##### Information provided

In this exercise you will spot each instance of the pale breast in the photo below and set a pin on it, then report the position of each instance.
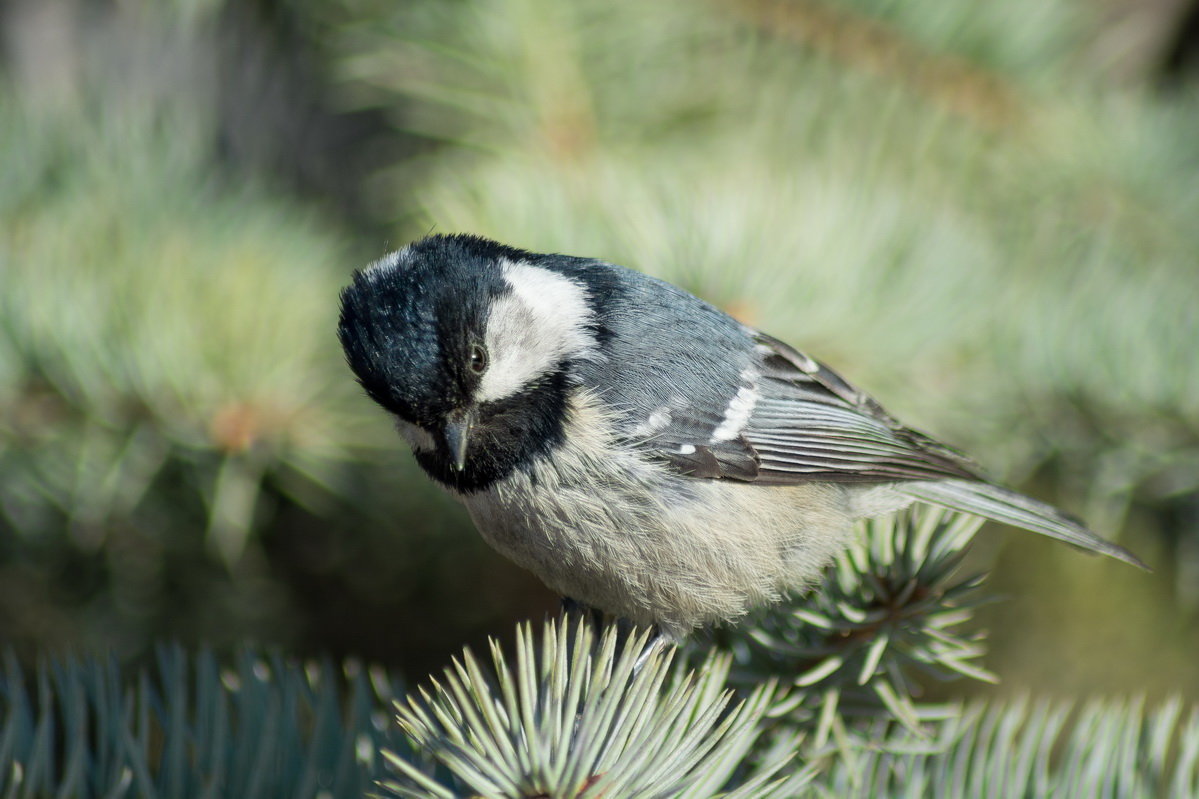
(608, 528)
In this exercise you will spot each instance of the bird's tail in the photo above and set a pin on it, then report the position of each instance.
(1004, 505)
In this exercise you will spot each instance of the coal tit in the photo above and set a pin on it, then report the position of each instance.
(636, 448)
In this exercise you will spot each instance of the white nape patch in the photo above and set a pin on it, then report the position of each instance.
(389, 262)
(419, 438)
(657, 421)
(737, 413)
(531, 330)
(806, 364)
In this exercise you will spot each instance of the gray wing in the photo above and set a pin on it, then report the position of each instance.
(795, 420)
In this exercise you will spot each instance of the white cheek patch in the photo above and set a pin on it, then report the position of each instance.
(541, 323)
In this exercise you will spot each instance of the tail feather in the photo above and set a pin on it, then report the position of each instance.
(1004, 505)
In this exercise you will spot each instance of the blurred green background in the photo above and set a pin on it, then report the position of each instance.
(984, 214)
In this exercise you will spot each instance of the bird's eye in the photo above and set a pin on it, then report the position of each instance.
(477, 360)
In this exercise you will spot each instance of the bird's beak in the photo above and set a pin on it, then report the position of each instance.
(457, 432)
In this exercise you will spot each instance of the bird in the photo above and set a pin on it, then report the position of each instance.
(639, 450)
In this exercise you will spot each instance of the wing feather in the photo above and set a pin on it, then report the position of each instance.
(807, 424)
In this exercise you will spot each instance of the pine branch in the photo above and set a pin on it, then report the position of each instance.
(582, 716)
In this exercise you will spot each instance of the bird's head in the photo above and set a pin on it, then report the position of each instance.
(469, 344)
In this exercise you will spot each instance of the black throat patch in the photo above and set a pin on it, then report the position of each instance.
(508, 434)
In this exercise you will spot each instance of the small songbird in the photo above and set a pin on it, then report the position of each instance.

##########

• Exercise: Would you copy every entry exactly as it stands, leaving out the pictures?

• Completed task:
In this exercise you will spot each instance of the pale breast in the photo below and set a pin on it, then report the position of each instance.
(608, 528)
In this exercise you will spot each instance of the bird's tail in the photo above and set a pin on it, then report the position of each instance.
(1004, 505)
In this exercise you will spot each instance of the coal tit in the photo above and set a pin on it, then report the position of each instance.
(636, 448)
In this exercise you will spot each instance of the white nape patch in the photo above and set a pin on it, then report the position of each instance.
(389, 262)
(419, 438)
(657, 421)
(737, 413)
(531, 330)
(806, 364)
In this exercise you will spot each instance of the gray wing in the photo above and set a pin on it, then report the position of each instance.
(795, 420)
In this exercise you will spot each instance of the white cheek patch in the photo above and set a pin on it, then report the position of each instance.
(541, 323)
In this exercise you will spot each instance of the tail feather in the photo above and set a pin on it, then report the position of each instance.
(1004, 505)
In this exercise you will spot each instance of the blurred green background in the photo above and set a pin on it, then report the position of each instance.
(984, 214)
In this exercise you will spot each instance of the bird's eye in the photo above and set a pin on it, then report the position of each instance.
(477, 360)
In this exercise you will spot each instance of the bird's beak in the photo above and set a pin on it, then report the position of each instance.
(457, 432)
In this exercise you will spot each instance of the bird in the photo above and set a pin on it, then report the position of each instance.
(639, 450)
In this exercise you will spot each instance of the wing feather in the photo above and set a pin on it, then report the position of each instance.
(807, 424)
In this exercise you will spot each instance of the pine branch in the photo above and set a pin on it, then report the position of each instance.
(582, 716)
In this exercise you will spot each instance of the bird's head in the photo above and set a pin on it, then report the position of each instance.
(469, 344)
In this exercise you will spot each instance of the black throat patch in the photo above and set a pin on it, then report the position of each instance.
(508, 434)
In this exercise you will spot each instance of the small songbird in the photo above and set a pin on it, then report the position of each instance.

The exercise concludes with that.